Entries supplied:
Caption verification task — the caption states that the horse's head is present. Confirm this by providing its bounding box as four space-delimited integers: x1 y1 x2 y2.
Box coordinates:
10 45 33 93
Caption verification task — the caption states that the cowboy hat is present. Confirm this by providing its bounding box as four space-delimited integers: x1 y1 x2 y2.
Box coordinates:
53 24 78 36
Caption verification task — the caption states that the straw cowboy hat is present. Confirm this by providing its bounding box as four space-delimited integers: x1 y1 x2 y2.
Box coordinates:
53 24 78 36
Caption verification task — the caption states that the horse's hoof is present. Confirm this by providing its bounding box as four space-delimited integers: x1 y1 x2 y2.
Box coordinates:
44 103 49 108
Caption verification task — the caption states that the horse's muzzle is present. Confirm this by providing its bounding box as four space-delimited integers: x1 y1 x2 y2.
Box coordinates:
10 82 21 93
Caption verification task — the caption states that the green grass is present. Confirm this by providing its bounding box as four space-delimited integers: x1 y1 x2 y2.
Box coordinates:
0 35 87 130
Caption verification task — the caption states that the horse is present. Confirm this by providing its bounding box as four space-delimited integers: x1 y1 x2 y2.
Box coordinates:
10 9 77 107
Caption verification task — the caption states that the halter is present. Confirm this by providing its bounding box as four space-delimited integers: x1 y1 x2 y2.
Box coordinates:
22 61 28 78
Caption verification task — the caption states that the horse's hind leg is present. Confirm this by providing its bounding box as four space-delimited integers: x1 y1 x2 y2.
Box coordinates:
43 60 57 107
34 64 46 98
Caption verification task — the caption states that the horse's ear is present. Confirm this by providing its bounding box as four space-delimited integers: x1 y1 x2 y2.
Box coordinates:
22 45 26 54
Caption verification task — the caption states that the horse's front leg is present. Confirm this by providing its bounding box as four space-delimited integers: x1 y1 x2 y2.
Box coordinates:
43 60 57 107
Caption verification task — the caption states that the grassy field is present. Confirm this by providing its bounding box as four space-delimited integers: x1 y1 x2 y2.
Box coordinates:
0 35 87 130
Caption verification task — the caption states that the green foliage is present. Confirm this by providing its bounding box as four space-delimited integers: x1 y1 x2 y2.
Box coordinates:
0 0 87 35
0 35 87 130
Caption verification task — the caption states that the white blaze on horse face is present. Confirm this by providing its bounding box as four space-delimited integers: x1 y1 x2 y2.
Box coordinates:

Task to complete:
Pull out the lines running from the line containing "the horse's hoof" up to and including the line containing "10 9 77 107", and reproduce each one unchanged.

Solution to the problem:
Caption verification task — the caption states that the horse's hoof is present. Confirm this by providing its bounding box as four space-delimited integers: x1 y1 x2 y2.
Box coordinates:
44 103 49 108
Caption verification task — the caption states that the horse's muzzle is present. Confirm this by providing its bounding box as four space-delimited integers: x1 y1 x2 y2.
Box coordinates:
10 82 21 93
Caption verification task — the caption states that the green grass is present. Confirm this by providing its bounding box as four space-delimited integers: x1 y1 x2 y2.
Box coordinates:
0 35 87 130
Caption verification task — the caption states that the horse is present. Confirm this by providing its bounding box as four space-delimited integers: x1 y1 x2 y2.
Box coordinates:
10 9 77 107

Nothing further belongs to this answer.